**EXCERPTED PASSAGE**:
────

ANALYTICAL CLINICAL STUDIES
Results of upper airway radiography and ultrasonography predict dynamic laryngeal collapse in affected horses
- In part presented at the 5th Annual Scientific Meeting of the European College of Veterinary Diagnostic Imaging (ECVDI), Svolvær, Norway, August 2008; and at the 4th World Equine Airways Symposium (WEAS) in Bern, Switzerland, August 2009 (Ultrasonographic findings of the equine larynx in horses affected with dynamic laryngeal collapse associated with head flexion; Fjordbakk CT, Chalmers H. Holcombe S, Risberg AI, and Strand E).
Reasons for performing study
The pathogenesis of dynamic bilateral laryngeal collapse (DLC) associated with poll flexion is unknown. Diagnosis is dependent upon exercise endoscopy while replicating the flexed head position harness racehorses experience during racing.
To describe the effects of poll flexion on rostrocaudal laryngeal positioning and laryngeal lumen width in resting horses diagnosed with DLC compared to controls, and to establish diagnostic criteria for DLC by use of diagnostic imaging.
Fifty harness racehorses were prospectively included in the study: 25 cases diagnosed with DLC by treadmill endoscopy and 25 controls in which treadmill endoscopy revealed no abnormal findings. Laryngeal radiography and ultrasonography were obtained in neutral and flexed head positions. Laryngeal positioning and laryngohyoid conformation were compared between the groups and head positions.

────

**TASK SET**:
• a. In the horse airway study, shorten the paragraph that begins "Fifty harness racehorses were prospectively included" and keep its main facts.
• b. List every person named in the parenthetical author list of the horse airway study.
• c. From the horse airway study, write out everything from "Fifty harness racehorses" down to "and head positions.", word for word.

Stored items:
────

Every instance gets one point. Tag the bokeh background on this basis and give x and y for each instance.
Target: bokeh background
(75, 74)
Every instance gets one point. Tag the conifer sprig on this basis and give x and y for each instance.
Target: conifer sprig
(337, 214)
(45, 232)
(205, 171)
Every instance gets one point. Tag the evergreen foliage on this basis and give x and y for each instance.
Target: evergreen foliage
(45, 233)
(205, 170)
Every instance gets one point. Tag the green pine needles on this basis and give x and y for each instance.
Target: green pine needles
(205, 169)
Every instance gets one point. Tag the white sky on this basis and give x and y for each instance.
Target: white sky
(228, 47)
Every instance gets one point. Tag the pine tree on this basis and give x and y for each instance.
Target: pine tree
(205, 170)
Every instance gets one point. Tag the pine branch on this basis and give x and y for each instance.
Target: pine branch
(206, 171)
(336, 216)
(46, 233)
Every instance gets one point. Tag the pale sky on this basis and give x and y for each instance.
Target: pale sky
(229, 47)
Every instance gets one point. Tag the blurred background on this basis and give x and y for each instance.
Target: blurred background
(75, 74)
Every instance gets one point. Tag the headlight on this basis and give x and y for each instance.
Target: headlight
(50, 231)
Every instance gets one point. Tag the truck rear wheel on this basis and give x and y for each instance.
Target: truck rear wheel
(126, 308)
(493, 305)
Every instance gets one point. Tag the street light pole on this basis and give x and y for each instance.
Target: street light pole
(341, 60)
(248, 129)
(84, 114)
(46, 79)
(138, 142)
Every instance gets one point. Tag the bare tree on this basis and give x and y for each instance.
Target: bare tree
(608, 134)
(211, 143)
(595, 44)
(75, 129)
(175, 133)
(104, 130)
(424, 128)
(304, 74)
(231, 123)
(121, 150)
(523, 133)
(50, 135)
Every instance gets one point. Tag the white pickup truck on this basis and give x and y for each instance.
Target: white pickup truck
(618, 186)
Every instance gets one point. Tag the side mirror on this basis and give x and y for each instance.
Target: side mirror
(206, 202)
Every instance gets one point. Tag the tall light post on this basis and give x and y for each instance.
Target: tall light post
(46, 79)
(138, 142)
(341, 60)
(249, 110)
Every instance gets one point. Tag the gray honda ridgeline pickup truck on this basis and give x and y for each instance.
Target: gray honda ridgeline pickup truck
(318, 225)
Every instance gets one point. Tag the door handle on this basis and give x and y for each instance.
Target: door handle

────

**RESPONSES TO THE EXERCISE**:
• a. Fifty harness racehorses took part. Twenty-five had DLC diagnosed by treadmill endoscopy, and 25 controls showed no abnormal findings on treadmill endoscopy. Radiographs and ultrasound scans of the larynx were taken with the head in neutral and flexed positions. Laryngeal positioning and laryngohyoid conformation were compared between the groups and between the head positions.

• b.
- Fjordbakk CT
- Chalmers H
- Holcombe S
- Risberg AI
- Strand E

• c.
Fifty harness racehorses were prospectively included in the study: 25 cases diagnosed with DLC by treadmill endoscopy and 25 controls in which treadmill endoscopy revealed no abnormal findings. Laryngeal radiography and ultrasonography were obtained in neutral and flexed head positions. Laryngeal positioning and laryngohyoid conformation were compared between the groups and head positions.